→ **EXERCISE REQUIREMENTS**: Reproduce every one of the following entries word for word, in the same order.

→ **DATA LISTING**:
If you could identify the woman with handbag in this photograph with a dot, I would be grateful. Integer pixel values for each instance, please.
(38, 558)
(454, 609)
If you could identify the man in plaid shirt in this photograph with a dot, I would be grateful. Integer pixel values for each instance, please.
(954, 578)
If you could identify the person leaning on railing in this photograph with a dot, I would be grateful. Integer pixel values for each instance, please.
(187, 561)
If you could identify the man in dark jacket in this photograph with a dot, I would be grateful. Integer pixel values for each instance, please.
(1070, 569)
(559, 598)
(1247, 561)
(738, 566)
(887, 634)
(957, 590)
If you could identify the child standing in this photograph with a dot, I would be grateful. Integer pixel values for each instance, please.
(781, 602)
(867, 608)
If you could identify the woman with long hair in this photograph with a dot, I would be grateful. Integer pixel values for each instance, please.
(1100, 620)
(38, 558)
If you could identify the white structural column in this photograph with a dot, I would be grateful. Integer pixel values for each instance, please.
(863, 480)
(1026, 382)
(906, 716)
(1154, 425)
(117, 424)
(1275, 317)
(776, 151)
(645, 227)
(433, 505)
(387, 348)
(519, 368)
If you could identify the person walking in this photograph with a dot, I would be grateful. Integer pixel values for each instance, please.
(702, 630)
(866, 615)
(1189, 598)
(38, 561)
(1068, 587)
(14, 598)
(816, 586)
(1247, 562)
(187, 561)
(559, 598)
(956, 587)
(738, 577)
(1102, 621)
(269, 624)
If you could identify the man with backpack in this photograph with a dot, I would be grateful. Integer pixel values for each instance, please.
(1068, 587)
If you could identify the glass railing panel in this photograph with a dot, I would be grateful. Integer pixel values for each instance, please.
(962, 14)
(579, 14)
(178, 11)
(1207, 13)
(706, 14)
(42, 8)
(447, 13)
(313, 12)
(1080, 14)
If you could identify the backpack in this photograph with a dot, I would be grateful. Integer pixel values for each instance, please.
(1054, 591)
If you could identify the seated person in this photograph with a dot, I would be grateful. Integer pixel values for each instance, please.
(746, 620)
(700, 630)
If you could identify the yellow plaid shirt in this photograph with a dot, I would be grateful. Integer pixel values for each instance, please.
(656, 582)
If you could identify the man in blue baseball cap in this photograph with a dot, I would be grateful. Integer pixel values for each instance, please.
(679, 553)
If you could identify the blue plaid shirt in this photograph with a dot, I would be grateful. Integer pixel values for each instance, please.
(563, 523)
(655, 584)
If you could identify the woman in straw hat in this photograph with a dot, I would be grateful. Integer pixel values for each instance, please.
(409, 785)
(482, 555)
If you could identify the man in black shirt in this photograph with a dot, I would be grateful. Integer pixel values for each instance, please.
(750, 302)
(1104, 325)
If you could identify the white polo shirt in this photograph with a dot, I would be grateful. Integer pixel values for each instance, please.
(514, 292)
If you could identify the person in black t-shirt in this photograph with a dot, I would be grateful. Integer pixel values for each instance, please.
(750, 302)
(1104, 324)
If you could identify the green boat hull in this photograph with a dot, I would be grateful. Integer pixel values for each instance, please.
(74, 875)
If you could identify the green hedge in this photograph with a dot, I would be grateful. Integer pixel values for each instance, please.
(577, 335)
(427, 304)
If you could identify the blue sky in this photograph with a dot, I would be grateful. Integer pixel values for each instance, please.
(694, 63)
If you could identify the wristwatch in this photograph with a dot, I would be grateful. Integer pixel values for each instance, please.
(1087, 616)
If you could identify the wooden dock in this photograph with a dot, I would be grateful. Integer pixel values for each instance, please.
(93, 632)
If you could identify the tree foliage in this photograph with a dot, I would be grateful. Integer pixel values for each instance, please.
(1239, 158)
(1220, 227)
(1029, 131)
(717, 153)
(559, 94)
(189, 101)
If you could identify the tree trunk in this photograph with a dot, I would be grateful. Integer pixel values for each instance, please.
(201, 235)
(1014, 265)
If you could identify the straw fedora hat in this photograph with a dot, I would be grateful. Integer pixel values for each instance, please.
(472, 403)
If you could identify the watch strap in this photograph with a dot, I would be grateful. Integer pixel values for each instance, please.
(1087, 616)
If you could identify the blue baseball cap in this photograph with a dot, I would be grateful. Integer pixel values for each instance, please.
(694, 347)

→ **EXERCISE OUTPUT**:
If you could identify the woman with handbag in this photograph with a dot, I would be grateful. Integer pixel values for each instance, please.
(38, 558)
(454, 609)
If you could identify the man in plaid shirt in this photograph with a dot, I would be grateful. Integer pixel values for each instance, please.
(954, 578)
If you could identify the person leaning on railing in this photograph with a dot, I would be grateful. Integer pixel values for each instance, please.
(187, 561)
If you could identify the man in dark jacket in this photograph with a dot, I would be grateful. Integer pixel values for each instance, please.
(1070, 569)
(559, 598)
(1247, 561)
(738, 566)
(887, 634)
(957, 590)
If you could identify the child standing in this photograph with a dot, I would be grateful. Integer pixel values for each instance, please.
(781, 602)
(867, 608)
If you could identify the woman with long hair in this photograph with a dot, I would be grateful. Integer pixel values for each instance, please.
(1100, 620)
(38, 558)
If you could identify the white structural column in this photograph with a dot, I would be grateful. Integer pixel values for each instance, please.
(863, 480)
(1026, 382)
(906, 716)
(1154, 425)
(117, 424)
(1275, 317)
(776, 151)
(645, 227)
(433, 505)
(387, 348)
(519, 368)
If you could identify the person walking in this photograph with a dot, I would be grateful. Integer pixel values for each instance, please.
(702, 630)
(866, 615)
(1189, 598)
(38, 561)
(1068, 587)
(14, 598)
(816, 586)
(1247, 562)
(187, 561)
(559, 598)
(956, 587)
(738, 577)
(1102, 621)
(269, 624)
If you could identify the man with backpack in this photograph with a dot, I would be grateful. Integer pixel values for each instance, please.
(1068, 587)
If you could identify the glass railing panel in this photograph with a dot, I would be grateful. Integer pixel values for each instance, please.
(962, 14)
(579, 14)
(178, 11)
(1207, 13)
(706, 14)
(42, 8)
(447, 13)
(313, 12)
(1080, 14)
If you could identify the backpack in this photograph with a dot, I would be grateful. Integer pixel values for each instance, please.
(1054, 591)
If you could identify the seated person in this photograph with a dot, I would be grateful. Integer pixel values for each instance, please.
(746, 620)
(700, 630)
If you could identify the yellow plaid shirt in this photograph with a dot, I would be grateful. Integer pixel values for each instance, please.
(656, 582)
If you could identify the man in blue baseball cap in this photograph with a dot, I would be grateful. Integer pixel values for each instance, please.
(679, 553)
If you could identify the blue plaid shirt in this photograph with a dot, I would be grateful. Integer pixel values for each instance, please.
(563, 523)
(655, 584)
If you could identify the woman in straw hat in this photograph with a dot, I would be grateful. Integer pixel values for each instance, please.
(409, 785)
(482, 555)
If you could identify the man in black shirt in this photograph with a dot, I would be grateful. Integer pixel values for each instance, please.
(750, 302)
(1104, 325)
If you could identify the white polo shirt in this photograph with a dot, I would be grateful. Integer pixel values for each instance, please.
(514, 292)
If you could identify the person in black t-shirt in this photograph with a dot, I would be grateful. Integer pixel values for each instance, please.
(750, 302)
(1104, 324)
If you could identify the green boat hull in this photograph with a dot, I would be grateful. Integer pixel values for each instance, please.
(74, 875)
If you could identify the green hedge in this photograph with a dot, I would be grateful. Integer pixel values for each instance, please.
(577, 335)
(427, 304)
If you could identify the blue sky in this photograph with a dot, I would be grateful. Integer pixel values for each instance, please.
(694, 63)
If you could identify the wristwatch in this photograph with a dot, I would be grateful. Integer pixel values for each instance, please.
(1087, 616)
If you could identify the wooden dock in this photograph with a dot, I would be grateful. Integer pixel values for each instance, please.
(93, 632)
If you could identify the tree foliage in this photograph with a dot, I would be grateful. Integer pixel values for each instance, please.
(1239, 158)
(1220, 227)
(1029, 131)
(717, 153)
(559, 94)
(189, 101)
If you could identify the tree trunk in this photograph with a dot, I would be grateful. Integer pixel values for each instance, please.
(201, 235)
(1014, 265)
If you could identify the straw fedora hat in this photograph with a dot, I would be grateful. Integer pixel values for each instance, please.
(472, 403)
If you could identify the watch strap in this photograph with a dot, I would be grateful. Integer pixel values for each instance, please.
(1087, 616)
If you could identify the blue baseball cap in this photograph with a dot, I would be grateful. Integer pixel values for each instance, please.
(694, 347)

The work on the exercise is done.